__EXCERPT__.
3 Common Beliefs that Will Ruin Your Business

Your business doesn’t mind if you believe in Santa.

Not even if you wait for his flying sleight every Christmas with a cup of milk and cookies ready for him.

Your business doesn’t mind if you’re Christian, Jewish, Zen Buddhist, Muslim, or Hindu.

But there are common beliefs your business doesn’t tolerate. They will make it crumble and you may not have any idea why it’s happening.

I learned them the hard way – maybe I can spare you the trouble.

1. I Can Do Everything Myself

This is a variation of, “I’m the best person to do everything in my business.”

Do you really believe that’s true? That you’re the best person to do accounting, cleaning, web design, legal council, and – yes – marketing.

There’s a very good chance you’re the best person to do one of these things. And as the old business clichΓ© says, “Do what you do best and get someone else to do the rest.”

Let’s take an example – an example from marketing (hey, I’m in marketing so is it really a surprise I use marketing examples?):

Where’s your biggest growth-potential?

I know the intuitive decision is to work on the things that aren’t creating the results you wish they would create. But that’s not always the “right” decision; you should put most energy into the things that offer the greatest potential growth.

What if your website would convert 15% more visitors into buyers?

What if you’d create a new product that sold 10% more than the previous one?

What if you could raise your prices by 20% without losing customers?

Is your greatest potential growth in conversion? Or in market reach? Or in pricing? Or something else?

Three steps to greater success:

  1. Figure out where’s your business’ biggest growth-potential.
  2. Consider if you can take full advantage of that potential or would an expert help make things easier, faster, and more profitable.
  3. Do something about it.

Yes, some experts are expensive – some even so expensive that your business can’t afford them. But most aren’t too expensive, and they may even offer you a guarantee – at least for their lower-priced services.

Lesson to learn: Don’t think you know everything. Learn from experts. And most importantly: Find help when it’s good for your business.

2. I Only Need [blank] to Succeed

Want a magic bullet? Here’s one:

Keep learning new things every day, work consistently to reach your goals, and forget magic bullets.

As Jim Collins describes in his book, “Good to Great” (review), business success is like turning a huge flywheel. You can’t wait for it to suddenly rotate quickly; you push it consistently to one direction and so it starts to build momentum.

If your business is a rock band, then maybe your success comes suddenly in the form of a great record deal. But as most artists will tell you, the “big break” isn’t usually a “big break”; it’s only a continuum of where they were going after years of relentless practice and pushing (the flywheel).

It’s a bit like the recent frenzy with social medias. “You should take full advantage of every social media. If you don’t use everyone of them, you’re doomed to fail.” Well, that just isn’t the case.

Maybe you never need to (or should) use Twitter. Maybe you don’t have accounts at LinkedIn and Google+. Or have you heard of Pinterest – the new big thing that “every business needs to succeed”?

__MATERIAL PROVIDED__.
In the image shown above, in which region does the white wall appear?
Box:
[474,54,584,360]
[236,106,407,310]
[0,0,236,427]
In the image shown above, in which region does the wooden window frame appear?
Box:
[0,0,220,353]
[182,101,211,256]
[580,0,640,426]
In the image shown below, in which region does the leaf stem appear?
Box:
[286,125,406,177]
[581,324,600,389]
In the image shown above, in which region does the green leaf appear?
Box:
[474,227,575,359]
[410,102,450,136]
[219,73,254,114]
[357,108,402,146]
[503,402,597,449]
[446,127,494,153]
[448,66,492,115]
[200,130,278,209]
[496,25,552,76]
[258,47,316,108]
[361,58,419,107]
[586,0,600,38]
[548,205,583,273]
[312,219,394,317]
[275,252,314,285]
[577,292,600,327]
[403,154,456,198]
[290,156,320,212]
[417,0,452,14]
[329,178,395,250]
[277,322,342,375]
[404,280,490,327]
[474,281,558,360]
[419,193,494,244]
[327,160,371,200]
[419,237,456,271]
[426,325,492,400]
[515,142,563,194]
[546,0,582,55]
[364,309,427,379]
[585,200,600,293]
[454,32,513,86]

__YOUR INSTRUCTIONS__.
Carry on the article about beliefs that ruin a business, starting right after its closing question about Pinterest.

__THE OUTPUT__.
The real key is to understand what works for your business and then get really good at that. Easier said than done, but who thought business success is easy?

So, keep learning and experimenting, but don’t lose sight of where you’re going and what’s already working.

Lesson to learn: Figure out what works for you and where you’re going. Then be consistent in your actions. But don’t forget to keep learning new things and developing your business.

3. I Should Stick to My Original Plan

Yes, planning is good – even necessary – for a business to succeed. But sticking to a plan isn’t always a clever choice.

Let’s say your plan for tonight is to walk straight to your favorite restaurant, then go to a movie, and then take a cab home. Nice plan, right?

Let’s then say that you need to cross a bridge to get straight to the restaurant, but the bridge is closed. You think to yourself, “I should stick to my plan…” and swim over the lake.

When you get into the restaurant, you see three rats on the floor – one of which is dead. You think to yourself, “I don’t want to change my plan…” and find a free table.

Off to movies… There’s a building on fire right next to the movie theater. You think to yourself, “The movie is the most important part of my plan…” and sneak into the theater.

After a while the movie ends but the theater is on flames and you’re the only one still inside. You think to yourself, “What did my plan say next? Oh, get a cab…” and so you call a cab and start finding your way out of the flaming building.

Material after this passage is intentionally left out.